Work request 1
From the advice thread, extract the passage between "take it from" and "February the 26th.", inclusive.
Work request 2
Answer these questions using the advice thread:
(a) Which route does the first reply tell the young man not to take?
(b) What does one reply call "the beginning of the end"?
(c) What date is given for the Monday on which to start?
Work request 3
Proceed with the advice thread to a young man from where it stops.

[Text under study — start]

Young man lost in life would like guidance

Do not go fighter route, you are too old and its extremely boring and limited existence overall. Like it was by far worst thing about it how everyone else was making money and traveling in cool places while you were working part time and hitting pads in sweaty gym.

Only good thing i got out of it is that i dont have to regret "not going for it"

take it from a guy who started about in your age

Just my 2 cents
Thank you man, I remember reading on an older forum you were/are an electrician,correct? Idk what it pays in your country, but how was/is it?
 
Dont start doing drugs. Its the beginning of the end.
 
I’ll admit my diet is still absolute shit and something I totally need to work on
I encourage you to start there.
And I further encourage you to start this Monday.
Monday, February the 26th.

It is very difficult to be productive, or to gain confidence when talking with women, or to be less depressed, when your diet is poor. It's difficult because no matter what you do, the very body you live in is full of bad shit that automatically increases anxiety, makes you sluggish, and so, so much more. A lot of people don't realize how much food effects them until after they get healthy.

[Text under study — finish]
[Supplied entries — start]

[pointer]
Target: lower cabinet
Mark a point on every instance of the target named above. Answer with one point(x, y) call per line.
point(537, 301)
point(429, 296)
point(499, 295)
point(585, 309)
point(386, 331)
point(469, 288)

[Supplied entries — finish]

Task response 1
take it from a guy who started about in your age

Just my 2 cents
Thank you man, I remember reading on an older forum you were/are an electrician,correct? Idk what it pays in your country, but how was/is it?
 
Dont start doing drugs. Its the beginning of the end.
 
I’ll admit my diet is still absolute shit and something I totally need to work on
I encourage you to start there.
And I further encourage you to start this Monday.
Monday, February the 26th.

Task response 2
(a) The fighter route.
(b) Starting to do drugs.
(c) Monday, February the 26th.

Task response 3
I do warn you that it is not easy. Your daily routine may currently be based around getting certain sugar fixes, and because this is what your body is used to, it's going to be the fucking devil trying to keep you consuming bad food. Like literally you may go through drug-addict like withdrawals.

So start by googling foods that make you feel how you want to feel.

"Foods that make you less stressed."
"Foods that make you more productive."
"Foods that make you happy."

Build a list that suits you.
But be a fucking psychopath about how healthy you're going to get.

Sunday night throw out all your bad shit.
On Monday go to the grocery store and buy all the healthy food.

Try one day eating only healthy food, prepared for the moments where you'd normally eat bad stuff, like maybe while watching a movie.

If you can get through one healthy day, then try 2, then a full week. Just know that the positive effects aren't immediate. You may even feel worse at first due to your body having to adjust. But keep at it.

This is an action you can take right away.

It isn't a solution to all your problems, but it's a starting point, which is sometimes all we need to get the ball rolling.

This Monday, dude. I really encourage you to give it a try.
 
What’s up Sherdog. I’ve been stalking here ever since high school and just said fuck it imma make an account, and maybe be more social here. I’m not your typical sherdogger, I’m not 6’11 with adcc gold and lumpini stadium belts, nor can I bench 150 kg wit my dick, lmao.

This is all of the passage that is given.